>>

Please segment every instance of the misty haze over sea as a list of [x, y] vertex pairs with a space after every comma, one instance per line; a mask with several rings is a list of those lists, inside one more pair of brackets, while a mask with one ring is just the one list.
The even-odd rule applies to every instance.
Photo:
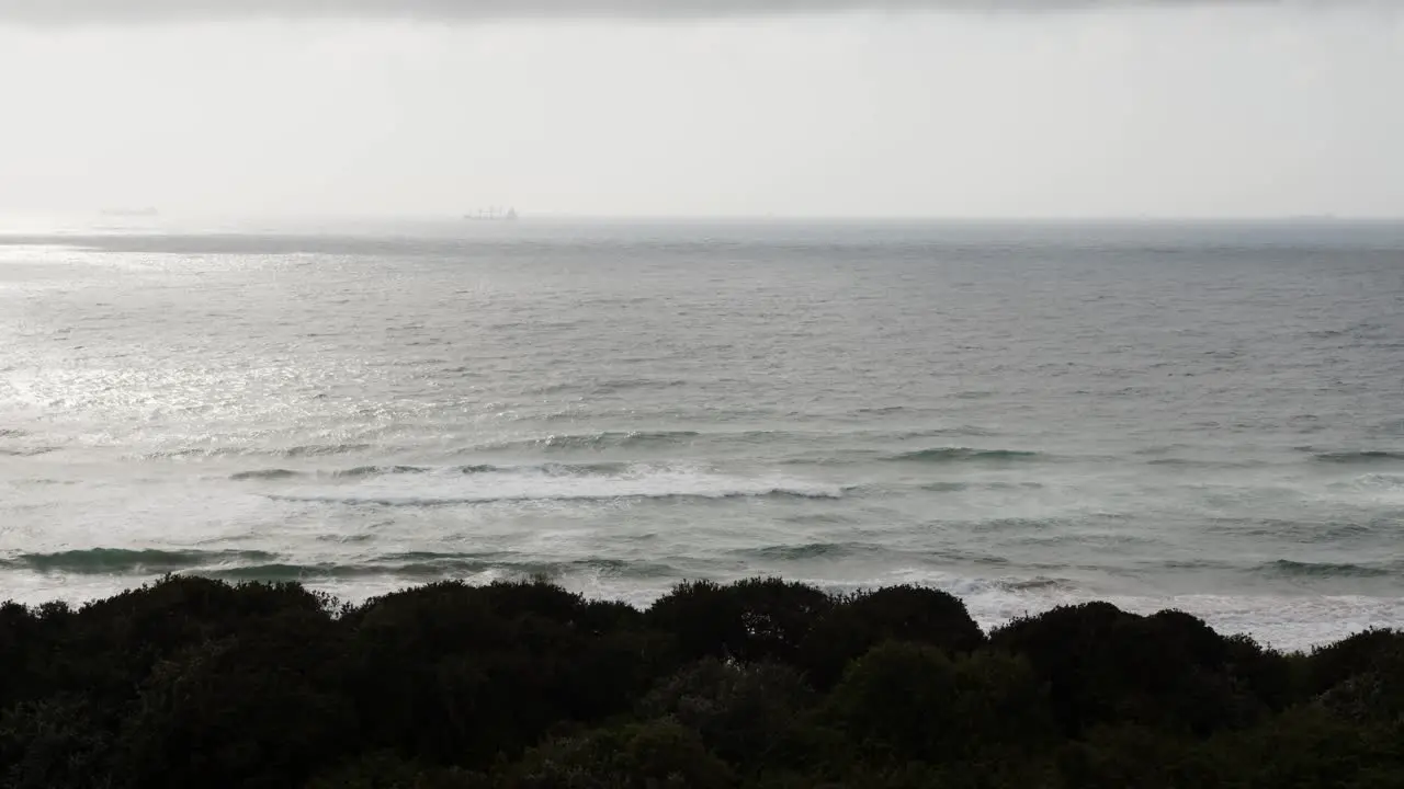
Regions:
[[102, 225], [0, 240], [6, 597], [782, 574], [1404, 621], [1404, 225]]

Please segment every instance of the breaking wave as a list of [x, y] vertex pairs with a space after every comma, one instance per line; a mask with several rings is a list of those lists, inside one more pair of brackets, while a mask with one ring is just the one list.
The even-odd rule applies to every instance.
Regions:
[[56, 553], [17, 553], [0, 559], [0, 566], [39, 573], [73, 574], [131, 574], [173, 573], [237, 562], [267, 562], [274, 555], [263, 550], [129, 550], [122, 548], [91, 548]]
[[1321, 463], [1401, 463], [1404, 462], [1404, 452], [1387, 452], [1383, 449], [1317, 452], [1313, 458]]
[[1039, 452], [1025, 452], [1018, 449], [972, 449], [969, 446], [936, 446], [931, 449], [917, 449], [893, 455], [890, 460], [908, 463], [966, 463], [966, 462], [1015, 462], [1036, 460], [1042, 458]]

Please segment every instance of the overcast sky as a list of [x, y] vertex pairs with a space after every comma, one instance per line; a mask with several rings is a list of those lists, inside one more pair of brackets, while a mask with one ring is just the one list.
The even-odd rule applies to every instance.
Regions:
[[1404, 216], [1400, 3], [562, 7], [0, 0], [0, 211]]

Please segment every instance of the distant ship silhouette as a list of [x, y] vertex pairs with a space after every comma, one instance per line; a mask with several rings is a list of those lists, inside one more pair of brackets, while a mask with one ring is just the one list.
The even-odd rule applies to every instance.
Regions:
[[475, 213], [465, 213], [463, 219], [469, 222], [517, 222], [517, 209], [508, 208], [505, 212], [500, 212], [497, 208], [479, 209]]

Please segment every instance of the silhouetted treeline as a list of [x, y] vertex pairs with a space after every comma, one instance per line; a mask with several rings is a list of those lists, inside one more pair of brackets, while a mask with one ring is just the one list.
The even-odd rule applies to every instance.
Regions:
[[1404, 633], [1310, 654], [1179, 612], [691, 583], [337, 605], [171, 577], [0, 608], [0, 786], [1397, 788]]

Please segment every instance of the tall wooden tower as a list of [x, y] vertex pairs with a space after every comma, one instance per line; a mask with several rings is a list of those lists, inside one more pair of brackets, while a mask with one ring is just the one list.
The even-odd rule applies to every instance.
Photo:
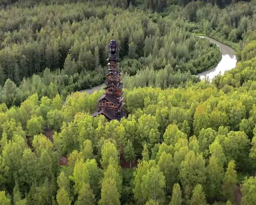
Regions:
[[125, 103], [123, 102], [122, 90], [124, 86], [121, 82], [121, 73], [118, 69], [118, 46], [115, 40], [110, 40], [107, 50], [110, 54], [107, 59], [108, 70], [106, 75], [106, 86], [104, 88], [106, 91], [97, 101], [99, 104], [97, 110], [92, 116], [103, 115], [108, 120], [120, 121], [122, 117], [127, 118], [128, 114], [123, 107]]

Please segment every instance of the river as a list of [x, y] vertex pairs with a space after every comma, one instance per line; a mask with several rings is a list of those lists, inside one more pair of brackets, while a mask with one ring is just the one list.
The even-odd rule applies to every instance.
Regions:
[[[224, 44], [210, 37], [202, 36], [198, 36], [207, 39], [211, 42], [217, 44], [220, 48], [222, 55], [221, 59], [215, 67], [210, 70], [205, 71], [197, 74], [197, 75], [200, 76], [201, 79], [203, 80], [206, 77], [208, 77], [211, 81], [212, 78], [220, 72], [221, 74], [223, 74], [226, 71], [231, 70], [236, 67], [237, 60], [235, 55], [235, 53], [236, 52], [235, 50], [230, 46]], [[103, 83], [91, 88], [81, 90], [79, 92], [87, 92], [89, 94], [91, 94], [94, 91], [99, 90], [102, 89], [104, 85], [104, 84]]]
[[205, 71], [198, 74], [201, 79], [208, 77], [210, 81], [211, 81], [215, 76], [220, 72], [221, 74], [224, 74], [226, 71], [234, 68], [236, 65], [237, 60], [235, 55], [236, 51], [228, 46], [221, 43], [210, 37], [199, 36], [201, 38], [205, 38], [209, 39], [213, 43], [215, 43], [220, 48], [222, 58], [220, 61], [213, 68]]

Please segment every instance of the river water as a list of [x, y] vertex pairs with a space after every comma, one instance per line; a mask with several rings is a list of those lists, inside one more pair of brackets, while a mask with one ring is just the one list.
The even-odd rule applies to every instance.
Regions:
[[198, 74], [202, 80], [208, 77], [211, 81], [214, 77], [220, 72], [223, 74], [226, 71], [234, 68], [236, 64], [237, 60], [235, 53], [236, 51], [230, 46], [223, 44], [210, 37], [199, 36], [201, 38], [207, 39], [213, 43], [214, 43], [220, 48], [222, 58], [218, 65], [213, 68], [205, 71]]
[[[197, 75], [200, 76], [201, 79], [203, 80], [206, 77], [208, 77], [210, 81], [211, 81], [212, 78], [220, 72], [221, 74], [223, 74], [226, 71], [231, 70], [236, 67], [237, 60], [235, 55], [235, 53], [236, 52], [235, 50], [230, 46], [223, 44], [210, 37], [202, 36], [198, 36], [201, 38], [207, 39], [211, 42], [217, 44], [220, 48], [222, 56], [221, 59], [215, 67], [212, 69], [205, 71], [198, 74]], [[103, 83], [91, 88], [81, 90], [79, 92], [87, 92], [89, 94], [91, 94], [94, 91], [102, 89], [104, 86], [104, 84]]]

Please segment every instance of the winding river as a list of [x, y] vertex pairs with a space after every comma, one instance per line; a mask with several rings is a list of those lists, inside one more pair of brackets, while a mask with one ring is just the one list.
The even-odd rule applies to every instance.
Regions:
[[[220, 48], [222, 54], [220, 61], [215, 67], [210, 70], [205, 71], [198, 74], [200, 78], [203, 80], [206, 77], [208, 77], [210, 81], [218, 75], [220, 72], [223, 74], [226, 71], [228, 71], [234, 68], [236, 64], [236, 59], [235, 53], [236, 51], [230, 46], [221, 43], [219, 41], [207, 36], [198, 36], [201, 38], [207, 38], [213, 43], [214, 43]], [[99, 90], [103, 88], [104, 84], [95, 86], [91, 88], [85, 89], [79, 91], [79, 92], [87, 92], [91, 94], [95, 91]]]
[[210, 37], [199, 36], [201, 38], [209, 39], [213, 43], [215, 43], [219, 46], [221, 53], [222, 58], [218, 65], [213, 68], [205, 71], [198, 74], [200, 78], [203, 79], [208, 77], [210, 81], [219, 73], [223, 74], [226, 71], [234, 68], [236, 64], [236, 58], [235, 55], [236, 51], [230, 46], [221, 43]]

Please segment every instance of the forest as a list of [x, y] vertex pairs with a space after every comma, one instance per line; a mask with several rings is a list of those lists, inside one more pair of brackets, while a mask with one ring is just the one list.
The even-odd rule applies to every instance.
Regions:
[[[0, 204], [255, 204], [255, 1], [0, 6]], [[75, 92], [103, 82], [112, 33], [120, 121], [91, 116], [104, 90]], [[196, 74], [221, 54], [199, 34], [236, 51], [211, 82]]]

<<

**YOUR TASK**
Reproduce all of the lines above verbatim, omitting the pictures from your answer.

**CORRECT ANSWER**
Please segment every instance of the misty haze over sea as a list of [x, y] vertex pairs with a space after every comma, one instance per line; a mask with several rings is a list of those lists, inside one more pair of brackets, while a mask with one ring is just the one list.
The even-odd rule applies to every instance.
Photo:
Regions:
[[102, 225], [0, 240], [6, 597], [782, 574], [1404, 621], [1404, 225]]

Please segment every instance of the breaking wave as a list of [x, y] vertex pairs with a space after every comma, one instance per line; a mask with several rings is a list of those lists, inside one more pair of brackets, while a mask with one ring is just the one list.
The even-odd rule applies to every instance.
Regions:
[[56, 553], [17, 553], [0, 559], [0, 566], [39, 573], [73, 574], [131, 574], [173, 573], [237, 562], [267, 562], [274, 555], [263, 550], [129, 550], [122, 548], [91, 548]]
[[1321, 463], [1401, 463], [1404, 462], [1404, 452], [1387, 452], [1383, 449], [1317, 452], [1313, 458]]
[[1039, 452], [1025, 452], [1018, 449], [972, 449], [969, 446], [936, 446], [931, 449], [917, 449], [893, 455], [890, 460], [908, 463], [966, 463], [966, 462], [1015, 462], [1036, 460], [1042, 458]]

Please segment every instance of the overcast sky as a list of [x, y] vertex pairs with a space after every comma, one instance per line; a mask with several rings is a list of those lists, inside one more pair of brackets, while a mask with one ring is just the one list.
The even-odd rule applies to every instance.
Regions:
[[1404, 216], [1400, 3], [562, 7], [0, 0], [0, 211]]

Please segment every instance of the distant ship silhouette as a list of [x, y] vertex pairs with a space after every comma, one instance per line; a mask with several rings is a list of those lists, inside one more pair of brackets, while a mask with one ring is just the one list.
The even-odd rule applies to every instance.
Regions:
[[475, 213], [465, 213], [463, 219], [469, 222], [517, 222], [517, 209], [508, 208], [505, 212], [500, 212], [497, 208], [479, 209]]

Please segment every instance of the silhouetted treeline as a list of [x, y] vertex pairs with a space after every comma, one instance per line; a mask with several rings is a list of those lists, inside one more pair of brackets, while a mask with one ring is just the one list.
The even-odd rule applies to every instance.
Regions:
[[1404, 633], [1310, 654], [1179, 612], [691, 583], [337, 605], [171, 577], [0, 608], [0, 786], [1397, 788]]

Please segment every instance of the tall wooden tower as a list of [x, y] vertex pairs with a space after every comma, one instance per line; a mask with several rings is a list of those lists, inside one more pair of brackets, while a mask with one ring is just the one list.
The even-odd rule applies to every instance.
Photo:
Regions:
[[125, 103], [123, 102], [122, 90], [124, 86], [121, 82], [121, 73], [118, 69], [118, 46], [115, 40], [110, 40], [107, 50], [110, 54], [107, 59], [108, 70], [106, 75], [106, 86], [104, 88], [106, 91], [97, 101], [99, 104], [97, 110], [92, 116], [103, 115], [108, 120], [120, 121], [122, 117], [127, 118], [128, 114], [123, 107]]

Please segment every instance of the river as a list of [x, y] vertex pairs with a space after every comma, one instance per line; a mask with several rings is a list of those lists, inside one more pair of brackets, while a mask with one ring is just the one list.
The even-odd rule applies to every instance.
Regions:
[[[224, 44], [210, 37], [202, 36], [198, 36], [207, 39], [211, 42], [217, 44], [220, 48], [222, 55], [221, 59], [215, 67], [210, 70], [205, 71], [197, 74], [197, 75], [200, 76], [201, 79], [203, 80], [206, 77], [208, 77], [211, 81], [212, 78], [220, 72], [221, 74], [223, 74], [226, 71], [231, 70], [236, 67], [237, 60], [235, 55], [235, 53], [236, 52], [235, 50], [230, 46]], [[103, 83], [91, 88], [81, 90], [79, 92], [87, 92], [89, 94], [91, 94], [94, 91], [99, 90], [102, 89], [104, 85], [104, 84]]]
[[205, 71], [198, 74], [201, 79], [208, 77], [210, 81], [211, 81], [215, 76], [220, 72], [221, 74], [224, 74], [226, 71], [234, 68], [236, 65], [237, 60], [235, 55], [236, 51], [228, 46], [221, 43], [210, 37], [199, 36], [201, 38], [205, 38], [209, 39], [213, 43], [215, 43], [220, 48], [222, 58], [220, 61], [213, 68]]

Please segment every instance of the river water as a list of [x, y] vertex pairs with a space after every comma, one instance per line; a mask with several rings is a list of those lists, inside one more pair of brackets, while a mask with one ring is just the one list.
The even-odd rule applies to every instance.
Regions:
[[198, 74], [202, 80], [208, 77], [211, 81], [214, 77], [220, 72], [223, 74], [226, 71], [234, 68], [236, 64], [237, 60], [235, 53], [236, 51], [230, 46], [223, 44], [210, 37], [199, 36], [201, 38], [207, 39], [213, 43], [214, 43], [220, 48], [222, 58], [218, 65], [213, 68], [205, 71]]
[[[197, 75], [200, 76], [201, 79], [203, 80], [206, 77], [208, 77], [210, 81], [211, 81], [212, 78], [220, 72], [221, 74], [223, 74], [226, 71], [231, 70], [236, 67], [237, 60], [235, 55], [235, 53], [236, 52], [235, 50], [230, 46], [223, 44], [210, 37], [202, 36], [198, 36], [201, 38], [207, 39], [211, 42], [217, 44], [220, 48], [222, 56], [221, 59], [215, 67], [212, 69], [205, 71], [198, 74]], [[103, 83], [91, 88], [81, 90], [79, 92], [87, 92], [89, 94], [91, 94], [94, 91], [102, 89], [104, 86], [104, 84]]]

Please segment every instance of the winding river as a list of [x, y] vertex pairs with a space after every comma, one instance per line; a mask with several rings is a list of those lists, inside one more pair of brackets, while a mask with one ring is just the one list.
The even-odd rule applies to every instance.
Regions:
[[[220, 48], [222, 54], [220, 61], [215, 67], [210, 70], [205, 71], [198, 74], [200, 78], [203, 80], [206, 77], [208, 77], [210, 81], [218, 75], [220, 72], [223, 74], [226, 71], [228, 71], [234, 68], [236, 64], [236, 59], [235, 53], [236, 51], [230, 46], [221, 43], [219, 41], [207, 36], [198, 36], [201, 38], [207, 38], [213, 43], [214, 43]], [[99, 90], [103, 88], [104, 84], [95, 86], [91, 88], [85, 89], [79, 91], [79, 92], [87, 92], [91, 94], [95, 91]]]
[[210, 37], [199, 36], [201, 38], [209, 39], [213, 43], [215, 43], [219, 46], [221, 53], [222, 58], [218, 65], [213, 68], [205, 71], [198, 74], [200, 78], [203, 79], [208, 77], [210, 81], [219, 73], [223, 74], [226, 71], [234, 68], [236, 64], [236, 58], [235, 55], [236, 51], [230, 46], [221, 43]]

Please segment every instance of the forest as a list of [x, y] vertex pairs with a space after every comma, one instance per line; a mask with several rings is a list of those lists, inside one more pair of brackets, while a mask with one ring is just the one list.
The even-odd rule applies to every instance.
Regions:
[[[0, 204], [255, 204], [255, 1], [0, 6]], [[75, 92], [103, 82], [112, 33], [120, 121], [91, 116], [104, 90]], [[196, 74], [221, 54], [199, 34], [236, 51], [211, 82]]]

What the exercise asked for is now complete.